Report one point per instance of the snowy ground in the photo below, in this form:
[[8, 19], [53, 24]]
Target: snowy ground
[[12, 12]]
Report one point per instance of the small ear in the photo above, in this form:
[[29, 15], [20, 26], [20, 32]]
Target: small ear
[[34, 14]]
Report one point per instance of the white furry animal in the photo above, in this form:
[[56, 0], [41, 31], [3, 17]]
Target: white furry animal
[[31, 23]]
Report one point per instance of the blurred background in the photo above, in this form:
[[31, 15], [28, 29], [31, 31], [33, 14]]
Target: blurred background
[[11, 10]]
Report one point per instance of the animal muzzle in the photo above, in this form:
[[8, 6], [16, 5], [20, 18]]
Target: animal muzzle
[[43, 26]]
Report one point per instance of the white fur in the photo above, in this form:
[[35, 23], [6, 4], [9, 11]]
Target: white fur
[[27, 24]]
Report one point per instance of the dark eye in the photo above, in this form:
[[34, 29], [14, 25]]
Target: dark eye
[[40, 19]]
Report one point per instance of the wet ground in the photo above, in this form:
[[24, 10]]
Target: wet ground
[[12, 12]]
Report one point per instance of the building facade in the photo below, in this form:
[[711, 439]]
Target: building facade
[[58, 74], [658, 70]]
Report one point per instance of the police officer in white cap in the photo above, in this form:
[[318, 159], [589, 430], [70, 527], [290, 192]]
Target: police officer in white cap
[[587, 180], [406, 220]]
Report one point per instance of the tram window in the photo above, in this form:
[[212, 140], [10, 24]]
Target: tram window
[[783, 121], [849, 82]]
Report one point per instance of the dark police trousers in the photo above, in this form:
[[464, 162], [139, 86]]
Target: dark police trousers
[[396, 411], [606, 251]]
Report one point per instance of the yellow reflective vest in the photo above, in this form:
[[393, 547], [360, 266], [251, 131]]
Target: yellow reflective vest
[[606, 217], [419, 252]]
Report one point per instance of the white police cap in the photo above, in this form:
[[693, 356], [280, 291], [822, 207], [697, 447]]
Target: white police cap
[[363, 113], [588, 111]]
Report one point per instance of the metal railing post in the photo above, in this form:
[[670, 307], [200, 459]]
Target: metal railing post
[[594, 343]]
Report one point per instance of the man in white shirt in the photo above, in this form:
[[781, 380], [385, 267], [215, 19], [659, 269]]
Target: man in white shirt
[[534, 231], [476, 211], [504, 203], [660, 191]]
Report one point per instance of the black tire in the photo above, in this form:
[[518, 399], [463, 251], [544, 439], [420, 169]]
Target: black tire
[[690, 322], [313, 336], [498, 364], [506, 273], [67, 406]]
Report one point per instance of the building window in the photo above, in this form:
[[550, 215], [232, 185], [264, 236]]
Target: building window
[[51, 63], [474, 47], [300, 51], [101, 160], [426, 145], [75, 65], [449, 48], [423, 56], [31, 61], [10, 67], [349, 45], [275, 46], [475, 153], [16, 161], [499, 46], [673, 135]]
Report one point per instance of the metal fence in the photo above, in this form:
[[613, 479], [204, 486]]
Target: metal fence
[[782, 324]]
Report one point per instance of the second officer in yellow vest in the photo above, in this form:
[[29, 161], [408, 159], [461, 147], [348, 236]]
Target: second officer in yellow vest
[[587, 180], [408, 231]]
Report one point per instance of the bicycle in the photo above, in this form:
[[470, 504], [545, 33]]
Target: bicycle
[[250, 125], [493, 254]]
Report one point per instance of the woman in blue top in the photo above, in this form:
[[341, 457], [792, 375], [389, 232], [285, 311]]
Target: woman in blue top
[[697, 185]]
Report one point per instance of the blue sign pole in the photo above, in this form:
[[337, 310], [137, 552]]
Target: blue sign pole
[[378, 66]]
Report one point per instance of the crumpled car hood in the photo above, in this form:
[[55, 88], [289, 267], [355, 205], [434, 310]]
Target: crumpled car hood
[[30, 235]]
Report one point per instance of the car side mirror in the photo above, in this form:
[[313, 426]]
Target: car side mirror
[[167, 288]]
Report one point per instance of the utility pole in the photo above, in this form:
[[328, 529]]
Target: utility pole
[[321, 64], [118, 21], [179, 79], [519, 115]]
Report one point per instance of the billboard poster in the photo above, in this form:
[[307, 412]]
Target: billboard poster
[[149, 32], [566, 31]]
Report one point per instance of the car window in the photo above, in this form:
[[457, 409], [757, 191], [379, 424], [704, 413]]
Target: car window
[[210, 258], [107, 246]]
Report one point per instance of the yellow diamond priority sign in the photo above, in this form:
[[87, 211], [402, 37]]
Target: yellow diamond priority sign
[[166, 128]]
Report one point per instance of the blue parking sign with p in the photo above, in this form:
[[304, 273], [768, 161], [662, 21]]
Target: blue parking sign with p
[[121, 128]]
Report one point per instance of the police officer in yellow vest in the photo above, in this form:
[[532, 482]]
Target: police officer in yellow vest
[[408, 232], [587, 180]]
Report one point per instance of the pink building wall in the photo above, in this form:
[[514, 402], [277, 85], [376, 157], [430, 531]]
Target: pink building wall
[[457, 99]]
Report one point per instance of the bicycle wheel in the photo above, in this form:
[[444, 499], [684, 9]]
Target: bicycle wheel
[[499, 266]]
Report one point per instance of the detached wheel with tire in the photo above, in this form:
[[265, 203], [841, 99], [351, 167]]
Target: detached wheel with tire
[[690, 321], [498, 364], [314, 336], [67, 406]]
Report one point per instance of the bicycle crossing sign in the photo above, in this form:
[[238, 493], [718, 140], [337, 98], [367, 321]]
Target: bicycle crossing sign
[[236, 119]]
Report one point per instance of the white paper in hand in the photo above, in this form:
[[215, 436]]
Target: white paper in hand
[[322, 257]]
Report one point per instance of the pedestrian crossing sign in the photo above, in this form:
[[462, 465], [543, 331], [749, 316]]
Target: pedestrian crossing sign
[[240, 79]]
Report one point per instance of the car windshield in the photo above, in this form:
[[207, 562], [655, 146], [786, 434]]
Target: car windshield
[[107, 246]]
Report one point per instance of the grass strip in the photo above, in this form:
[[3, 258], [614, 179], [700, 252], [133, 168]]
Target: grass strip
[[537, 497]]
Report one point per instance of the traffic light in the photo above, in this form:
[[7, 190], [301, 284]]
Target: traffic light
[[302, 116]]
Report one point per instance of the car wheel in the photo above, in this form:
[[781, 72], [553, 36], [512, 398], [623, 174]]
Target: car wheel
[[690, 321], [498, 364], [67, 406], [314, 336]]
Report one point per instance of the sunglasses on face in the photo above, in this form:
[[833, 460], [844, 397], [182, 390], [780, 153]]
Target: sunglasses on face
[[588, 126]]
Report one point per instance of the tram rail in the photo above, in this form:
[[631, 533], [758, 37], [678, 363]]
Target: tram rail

#### [Requirement]
Rewrite every line of the records above as a JSON list of strings, one string per line, skipping blank lines.

#### [Answer to the exercise]
[
  "Report one point per instance of the snowy ground in the photo below, in this form:",
  "[[8, 19], [53, 24]]",
  "Target: snowy ground",
  "[[12, 12]]",
  "Report one point per instance of the small ear in the photo above, in this form:",
  "[[29, 15], [20, 26], [20, 32]]",
  "Target: small ear",
  "[[34, 14]]",
  "Report one point per instance of the white furry animal in the photo above, in this form:",
  "[[56, 0], [41, 31], [3, 17]]",
  "Target: white furry animal",
  "[[31, 23]]",
  "Report one point per instance of the blurred background in the photo above, in this form:",
  "[[31, 15], [28, 29], [31, 31], [33, 14]]",
  "Target: blurred background",
  "[[11, 10]]",
  "Report one point per instance of the animal muzzle in the photo above, in this form:",
  "[[8, 6], [16, 5], [20, 18]]",
  "Target: animal muzzle",
  "[[43, 26]]",
  "Report one point per instance of the white fur in the photo above, in this form:",
  "[[35, 23], [6, 4], [9, 11]]",
  "Target: white fur",
  "[[27, 24]]",
  "Report one point per instance of the dark eye in the photo above, in this form:",
  "[[34, 29], [14, 25]]",
  "Target: dark eye",
  "[[40, 19]]",
  "Report one point per instance of the wet ground in the photo above, in this form:",
  "[[24, 10]]",
  "Target: wet ground",
  "[[12, 12]]",
  "Report one point per instance of the building facade in the photo below, in this form:",
  "[[711, 439]]",
  "Target: building facade",
  "[[58, 74], [658, 70]]",
  "Report one point per instance of the police officer in white cap in the photo above, in this form:",
  "[[318, 159], [589, 430], [70, 527], [290, 192]]",
  "Target: police officer in white cap",
  "[[587, 180], [406, 220]]",
  "Report one point per instance of the tram window in the photo above, in this form:",
  "[[212, 140], [10, 24]]",
  "Target: tram window",
  "[[783, 121], [849, 82]]",
  "Report one point per instance of the dark police trousers in the photo above, in this form:",
  "[[464, 162], [139, 86]]",
  "Target: dark police trousers",
  "[[396, 411], [606, 251]]",
  "Report one point per instance of the yellow reflective vest in the photo above, in this form:",
  "[[393, 547], [360, 266], [251, 131]]",
  "Target: yellow reflective vest",
  "[[606, 217], [419, 252]]",
  "Report one point per instance of the white police cap in the photo above, in this form:",
  "[[693, 356], [280, 291], [822, 207], [697, 447]]",
  "Target: white police cap",
  "[[363, 113], [588, 111]]",
  "Report one point per instance of the metal railing post in the photo above, in this form:",
  "[[670, 307], [200, 459]]",
  "Target: metal railing post",
  "[[594, 343]]",
  "Report one point per instance of the man in white shirt in the photo above, in this form:",
  "[[781, 380], [385, 267], [215, 19], [659, 269]]",
  "Target: man in white shirt",
  "[[534, 231], [476, 211], [504, 203], [660, 191]]",
  "Report one point per instance of the black tire in the photo above, in this form:",
  "[[518, 399], [463, 251], [544, 439], [420, 169]]",
  "Target: black tire",
  "[[690, 322], [313, 336], [498, 364], [506, 273], [67, 406]]",
  "Report one point per instance of the building window in the photo above, in this form:",
  "[[550, 215], [232, 185], [264, 236]]",
  "Target: building window",
  "[[51, 63], [474, 47], [300, 51], [101, 160], [426, 145], [75, 65], [449, 48], [423, 56], [31, 61], [10, 67], [349, 45], [275, 46], [475, 153], [16, 161], [499, 46], [673, 135]]",
  "Report one point per instance of the metal fence in the photo above, in this form:",
  "[[613, 479], [204, 486]]",
  "Target: metal fence",
  "[[782, 324]]",
  "Report one point per instance of the second officer in yellow vest in the photo above, in this form:",
  "[[29, 161], [408, 159], [461, 147], [348, 236]]",
  "Target: second officer in yellow vest",
  "[[587, 180], [408, 231]]",
  "Report one point per instance of the bicycle in the photo above, in this form:",
  "[[470, 504], [545, 33]]",
  "Target: bicycle",
  "[[250, 125], [493, 254]]",
  "Report one point per instance of the woman in blue top in the photo above, in this form:",
  "[[341, 457], [792, 375], [389, 232], [285, 311]]",
  "Target: woman in blue top",
  "[[697, 185]]",
  "Report one point per instance of the blue sign pole in the photo above, in this form:",
  "[[337, 310], [137, 552]]",
  "Target: blue sign pole",
  "[[378, 66]]",
  "Report one point per instance of the crumpled car hood in the photo above, in this form:",
  "[[55, 88], [289, 267], [355, 205], [434, 310]]",
  "Target: crumpled car hood",
  "[[30, 235]]",
  "Report one point per instance of the car side mirror in the photo above, in this form:",
  "[[313, 426]]",
  "Target: car side mirror",
  "[[167, 288]]",
  "Report one point per instance of the utility pole in the photo above, in this form:",
  "[[328, 529]]",
  "Target: utility pole",
  "[[321, 64], [118, 21], [179, 79], [519, 115]]",
  "Report one point per instance of the billboard poster in the photo above, in this form:",
  "[[307, 412]]",
  "Target: billboard poster",
  "[[149, 32], [566, 31]]",
  "Report one point per instance of the car window in the photo above, in this form:",
  "[[457, 409], [757, 191], [379, 424], [704, 413]]",
  "Target: car window",
  "[[210, 258], [107, 246]]",
  "Report one point per instance of the yellow diamond priority sign in the photo above, in this form:",
  "[[87, 211], [402, 37]]",
  "Target: yellow diamond priority sign",
  "[[166, 128]]",
  "Report one point per instance of the blue parking sign with p in the photo above, in this form:",
  "[[304, 273], [768, 161], [662, 21]]",
  "Target: blue parking sign with p",
  "[[121, 128]]",
  "Report one point per instance of the police officer in yellow vest in the photo above, in this form:",
  "[[532, 482]]",
  "Target: police officer in yellow vest",
  "[[408, 232], [587, 180]]",
  "Report one point per instance of the pink building wall in the photo above, in this form:",
  "[[514, 402], [277, 85], [376, 157], [430, 531]]",
  "Target: pink building wall",
  "[[457, 99]]",
  "Report one point per instance of the bicycle wheel in the photo above, in this form:",
  "[[444, 499], [684, 9]]",
  "Target: bicycle wheel",
  "[[499, 266]]",
  "Report one point per instance of the detached wheel with tire in the photo above, in this form:",
  "[[265, 203], [841, 99], [351, 167]]",
  "Target: detached wheel with tire",
  "[[690, 321], [498, 364], [314, 336], [67, 406]]",
  "Report one point per instance of the bicycle crossing sign in the photo above, in this form:",
  "[[238, 493], [718, 140], [337, 98], [367, 321]]",
  "Target: bicycle crossing sign",
  "[[236, 119]]",
  "Report one point per instance of the white paper in hand in the photo above, in this form:",
  "[[215, 436]]",
  "Target: white paper in hand",
  "[[322, 257]]",
  "Report one point per instance of the pedestrian crossing sign in the photo above, in this form:",
  "[[462, 465], [543, 331], [749, 316]]",
  "Target: pedestrian crossing sign",
  "[[240, 79]]",
  "Report one point per instance of the car windshield in the photo above, in this form:",
  "[[207, 562], [655, 146], [786, 434]]",
  "Target: car windshield",
  "[[107, 246]]",
  "Report one point per instance of the grass strip in the photo above, in this form:",
  "[[3, 258], [614, 179], [700, 252], [133, 168]]",
  "Target: grass strip",
  "[[537, 497]]",
  "Report one point per instance of the traffic light in the photo above, in this form:",
  "[[7, 190], [301, 284]]",
  "Target: traffic light",
  "[[302, 116]]",
  "Report one point per instance of the car wheel in the photo above, in this form:",
  "[[781, 72], [553, 36], [512, 398], [623, 174]]",
  "Target: car wheel",
  "[[690, 321], [498, 364], [67, 406], [314, 336]]",
  "Report one point per instance of the sunglasses on face in the photo above, in this form:",
  "[[833, 460], [844, 397], [182, 390], [780, 153]]",
  "Target: sunglasses on face",
  "[[588, 126]]",
  "Report one point per instance of the tram rail in the photo above, in this form:",
  "[[631, 533], [758, 37], [678, 363]]",
  "Target: tram rail"
]